__What you will do__.
(a) Please rewrite the stretch of the wheat landrace passage from "Figure 4. The" through "across wheat chromosomes.", changing "gray" to "light gray".
(b) In the wheat landrace passage, accessions from which country formed a cluster separate from the other groups?
(c) List every country the wheat landrace passage names as predominantly represented in the second cluster.
━━━━━ Document passage ━━━━━
Figure 4. The genomic linkage disequilibrium association across the wheat genome based on 35K Axiom Wheat Genotyping Array data. (A) LD decay plot: The X-axis represents the physical distance in base pairs (bp) between SNPs, and the Y-axis represents the LD measured as $R^2$. Red points indicate $r^2$ values between SNP pairs, while gray points represent background LD values. The green line marks the threshold for significant LD, and the blue line shows the average $R^2$ value across distances. (B) Box plot of the LD values across wheat chromosomes.

4 The genetic structure of the Watkins landrace population reveals three distinct clusters and four ancestral groups

We aimed to investigate the genetic structure and diversity of the Watkins wheat landraces from different countries. To address this, we performed a DAPC analysis based on principal components and discriminant analysis eigenvalues, which grouped the populations into three clusters. Based on the results of the 20 principal components and three discriminant analysis eigenvalues, the DAPC analysis revealed the genetic structure of the entire dataset by grouping populations into three clusters (Figure 5). The study revealed that populations from Asian countries, such as Iran, Afghanistan, India, and Iraq, primarily belonged to a single cluster. On the other hand, populations from Europe, the Middle East, and Africa, including Italy, Spain, France, Palestine, Syria, Egypt, Algeria, and Ethiopia, were predominantly represented in a second cluster. Accessions from China formed a separate cluster distinct from the other groups (Figure 5).
━━━━━ Entries provided ━━━━━
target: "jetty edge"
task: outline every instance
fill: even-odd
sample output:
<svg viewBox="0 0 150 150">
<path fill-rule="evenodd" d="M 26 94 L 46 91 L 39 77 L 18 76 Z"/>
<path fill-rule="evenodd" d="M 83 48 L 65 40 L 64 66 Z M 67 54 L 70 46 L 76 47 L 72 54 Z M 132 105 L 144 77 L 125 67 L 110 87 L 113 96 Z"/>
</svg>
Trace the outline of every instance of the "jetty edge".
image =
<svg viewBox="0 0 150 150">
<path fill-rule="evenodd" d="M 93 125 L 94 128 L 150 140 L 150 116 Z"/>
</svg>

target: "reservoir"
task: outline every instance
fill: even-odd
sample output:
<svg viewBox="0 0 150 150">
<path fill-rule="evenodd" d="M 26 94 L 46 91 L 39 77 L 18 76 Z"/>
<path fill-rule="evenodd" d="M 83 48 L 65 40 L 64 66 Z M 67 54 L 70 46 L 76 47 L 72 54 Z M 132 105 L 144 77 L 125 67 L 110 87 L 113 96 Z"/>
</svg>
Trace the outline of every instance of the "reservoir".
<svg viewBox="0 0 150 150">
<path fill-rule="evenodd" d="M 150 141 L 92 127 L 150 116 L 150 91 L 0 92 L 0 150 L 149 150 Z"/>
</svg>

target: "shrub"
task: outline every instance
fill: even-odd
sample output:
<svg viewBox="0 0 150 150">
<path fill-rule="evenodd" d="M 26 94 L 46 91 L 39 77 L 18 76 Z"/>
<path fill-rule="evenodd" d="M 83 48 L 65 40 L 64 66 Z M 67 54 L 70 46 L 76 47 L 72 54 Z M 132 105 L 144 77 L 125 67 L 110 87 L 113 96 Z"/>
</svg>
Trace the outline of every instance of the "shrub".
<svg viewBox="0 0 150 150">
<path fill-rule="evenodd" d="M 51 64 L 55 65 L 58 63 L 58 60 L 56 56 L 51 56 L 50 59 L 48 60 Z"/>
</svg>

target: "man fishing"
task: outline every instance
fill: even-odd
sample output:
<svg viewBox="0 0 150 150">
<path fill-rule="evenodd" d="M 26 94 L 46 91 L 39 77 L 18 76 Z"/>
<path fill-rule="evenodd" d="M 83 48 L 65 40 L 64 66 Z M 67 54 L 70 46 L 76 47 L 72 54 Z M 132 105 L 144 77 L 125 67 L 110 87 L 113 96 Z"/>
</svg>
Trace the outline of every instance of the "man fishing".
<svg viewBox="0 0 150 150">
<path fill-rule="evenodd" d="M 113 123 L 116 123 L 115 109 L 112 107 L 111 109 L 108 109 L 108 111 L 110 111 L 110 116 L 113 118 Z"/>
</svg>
━━━━━
__Solutions to the exercise__.
(a)
Figure 4. The genomic linkage disequilibrium association across the wheat genome based on 35K Axiom Wheat Genotyping Array data. (A) LD decay plot: The X-axis represents the physical distance in base pairs (bp) between SNPs, and the Y-axis represents the LD measured as $R^2$. Red points indicate $r^2$ values between SNP pairs, while light gray points represent background LD values. The green line marks the threshold for significant LD, and the blue line shows the average $R^2$ value across distances. (B) Box plot of the LD values across wheat chromosomes.

(b) China

(c) Italy, Spain, France, Palestine, Syria, Egypt, Algeria, Ethiopia